— Requirement —
Scan the material below for lines with the word "like" and report how many there are, with nothing added.

▽

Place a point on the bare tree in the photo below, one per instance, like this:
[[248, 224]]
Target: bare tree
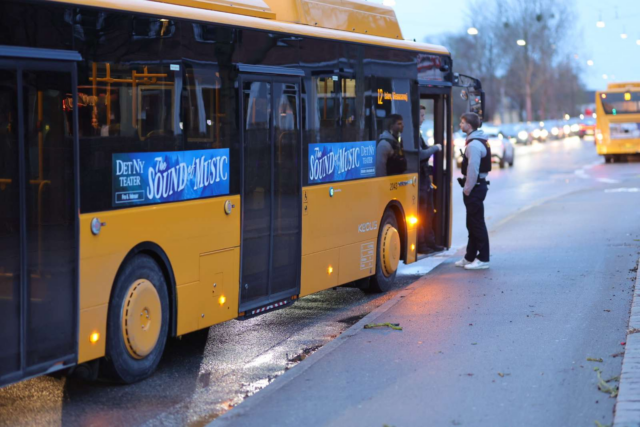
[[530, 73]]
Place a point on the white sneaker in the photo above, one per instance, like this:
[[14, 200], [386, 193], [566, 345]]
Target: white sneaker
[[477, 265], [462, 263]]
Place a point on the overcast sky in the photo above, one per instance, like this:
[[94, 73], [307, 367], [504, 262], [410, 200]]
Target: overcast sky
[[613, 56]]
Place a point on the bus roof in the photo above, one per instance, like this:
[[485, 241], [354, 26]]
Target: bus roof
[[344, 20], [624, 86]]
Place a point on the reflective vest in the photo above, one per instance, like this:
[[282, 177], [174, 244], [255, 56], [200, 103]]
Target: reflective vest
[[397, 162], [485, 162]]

△
▽

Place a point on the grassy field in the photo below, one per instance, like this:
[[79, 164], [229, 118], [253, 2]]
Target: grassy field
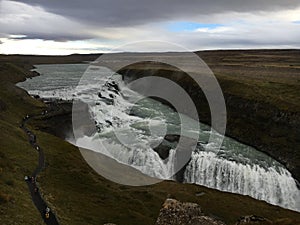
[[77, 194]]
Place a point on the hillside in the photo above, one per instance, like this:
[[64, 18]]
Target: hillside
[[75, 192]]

△

— Reply —
7